Llama Index and RAG starter point¶
This is me trying and playing a bit with the starter guide of Llama Index. Basic discovery of how to use this. Actually their starter is more complex, goes into agents right away, so this was more what I was looking for.
Creating the environment¶
Poetry already installed and configured in windows to use Conda environments. Not sure how?Look here
conda create --name rag python=3.12
conda activate rag
poetry init
poetry add llama-index
poetry add sentence-transformers
poetry add llama-index-embeddings-huggingface
llama-index uses by default embedding from OpenAI. It requires the API key (and paying of course.) Should be cheap but I'll try using local embeddings to see how it goes, using Huggingface as I used for other projects via sentence-transformers.
For local embedding model, we load the model from hugging face and we update the embed_model in Settings.
embed_model = HuggingFaceEmbedding(
model_name="BAAI/bge-small-en-v1.5",
device="cpu",
embed_batch_size=8,
)
Settings.embed_model = embed_model
I think this could work alright in terms of speed for now.

**Exercise A**.
Repeat the Llama Index write-up word for word, starting with "Llama Index and" and going on through "projects via sentence-transformers.".
**Exercise B**.
Pick up the Llama Index write-up after its last sentence and keep it going.
The listing has no part in this.

**Data section**.
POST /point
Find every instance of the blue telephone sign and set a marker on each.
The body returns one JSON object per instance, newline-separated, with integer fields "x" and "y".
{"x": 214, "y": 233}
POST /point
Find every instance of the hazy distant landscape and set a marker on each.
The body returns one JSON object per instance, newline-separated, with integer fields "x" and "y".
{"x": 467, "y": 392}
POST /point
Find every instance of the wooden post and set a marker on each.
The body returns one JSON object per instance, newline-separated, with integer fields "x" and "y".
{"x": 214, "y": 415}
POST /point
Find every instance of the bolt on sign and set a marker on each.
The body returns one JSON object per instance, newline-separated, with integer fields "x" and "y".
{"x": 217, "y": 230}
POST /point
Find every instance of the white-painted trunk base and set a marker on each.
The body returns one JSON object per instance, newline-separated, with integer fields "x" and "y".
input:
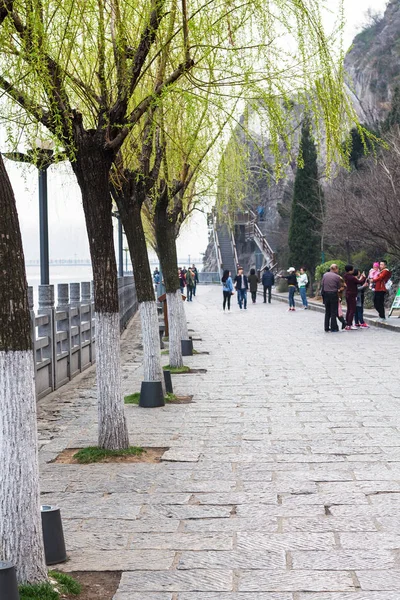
{"x": 174, "y": 301}
{"x": 183, "y": 322}
{"x": 113, "y": 433}
{"x": 152, "y": 370}
{"x": 21, "y": 540}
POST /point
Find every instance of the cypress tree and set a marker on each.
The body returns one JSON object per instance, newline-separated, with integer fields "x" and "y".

**Output A**.
Llama Index and RAG starter point¶
This is me trying and playing a bit with the starter guide of Llama Index. Basic discovery of how to use this. Actually their starter is more complex, goes into agents right away, so this was more what I was looking for.
Creating the environment¶
Poetry already installed and configured in windows to use Conda environments. Not sure how?Look here
conda create --name rag python=3.12
conda activate rag
poetry init
poetry add llama-index
poetry add sentence-transformers
poetry add llama-index-embeddings-huggingface
llama-index uses by default embedding from OpenAI. It requires the API key (and paying of course.) Should be cheap but I'll try using local embeddings to see how it goes, using Huggingface as I used for other projects via sentence-transformers.

**Output B**.
Ollama¶
I installed Ollama from their website Added Ollama to Environment Variables
I've been using them in the llama_index_starter.py to avoid using any API. but with my cpu only computer (32gb ram) everything was really slow. gemma3 in the terminal was super slow (~30s) , gemma3:4b much faster (~2s) but when integrating into llama index with the retrieval, it was slow too
I feel like there is no usage for local LLMs in my current computer. Maybe if I use a server or collab this could work.
Groq¶
I found that they have a generous free tier (500k tokens per day for some models) that should be enough to test things and do some minimum POC. I can top up later or use another provider, that's the magic of Llama-index, it should be easy to change the provider.
Also, Groq onboarding couldn't be easier. Log in, they give you API key, and that's it.
poetry add llama-index-llms-groq
from llama_index.llms.groq import Groq
Settings.llm = Groq(model="llama-3.1-8b-instant",
api_key=GROQ_API_KEY,
request_timeout=360.0)
That's it, I'm using Groq. In the Dashboard we can see usage, logs, etc, super cool.